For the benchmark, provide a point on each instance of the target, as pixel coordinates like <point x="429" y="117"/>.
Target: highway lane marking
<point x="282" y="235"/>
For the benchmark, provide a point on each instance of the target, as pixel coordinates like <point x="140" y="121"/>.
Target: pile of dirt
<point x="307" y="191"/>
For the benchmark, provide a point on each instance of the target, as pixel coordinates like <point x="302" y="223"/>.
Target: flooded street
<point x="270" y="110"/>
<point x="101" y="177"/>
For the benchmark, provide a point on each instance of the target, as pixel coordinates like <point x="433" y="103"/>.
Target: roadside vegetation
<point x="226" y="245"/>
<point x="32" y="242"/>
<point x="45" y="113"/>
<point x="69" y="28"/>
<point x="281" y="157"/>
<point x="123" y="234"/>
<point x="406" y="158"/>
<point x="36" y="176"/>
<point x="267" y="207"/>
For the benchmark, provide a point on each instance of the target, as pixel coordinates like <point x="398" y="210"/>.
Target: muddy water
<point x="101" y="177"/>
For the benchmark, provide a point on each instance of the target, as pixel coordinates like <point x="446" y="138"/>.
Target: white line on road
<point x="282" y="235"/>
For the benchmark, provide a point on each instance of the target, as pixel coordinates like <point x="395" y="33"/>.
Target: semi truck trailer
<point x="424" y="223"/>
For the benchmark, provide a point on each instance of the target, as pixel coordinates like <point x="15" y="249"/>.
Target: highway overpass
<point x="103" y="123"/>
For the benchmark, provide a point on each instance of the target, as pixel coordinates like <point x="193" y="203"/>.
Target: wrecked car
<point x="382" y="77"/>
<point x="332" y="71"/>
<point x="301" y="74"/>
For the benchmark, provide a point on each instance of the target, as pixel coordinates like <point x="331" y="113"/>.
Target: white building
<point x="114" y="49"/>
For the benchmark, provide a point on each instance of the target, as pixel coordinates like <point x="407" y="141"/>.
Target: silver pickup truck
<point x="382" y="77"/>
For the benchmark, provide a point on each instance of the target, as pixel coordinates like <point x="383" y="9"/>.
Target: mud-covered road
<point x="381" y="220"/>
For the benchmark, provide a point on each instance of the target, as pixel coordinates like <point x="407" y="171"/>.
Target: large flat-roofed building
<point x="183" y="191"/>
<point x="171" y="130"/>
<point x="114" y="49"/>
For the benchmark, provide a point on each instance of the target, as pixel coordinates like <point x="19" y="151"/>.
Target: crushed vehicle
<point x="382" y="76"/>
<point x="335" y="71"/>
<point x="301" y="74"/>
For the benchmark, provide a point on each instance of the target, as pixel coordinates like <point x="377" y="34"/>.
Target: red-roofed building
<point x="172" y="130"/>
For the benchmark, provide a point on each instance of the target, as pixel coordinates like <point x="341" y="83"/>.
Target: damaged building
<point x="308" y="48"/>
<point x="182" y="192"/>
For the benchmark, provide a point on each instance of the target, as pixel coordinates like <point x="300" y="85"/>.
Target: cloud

Set task:
Report every line of the items above that contains the word "white", matching case exactly.

Answer to the problem:
Target: white line on road
Target: white building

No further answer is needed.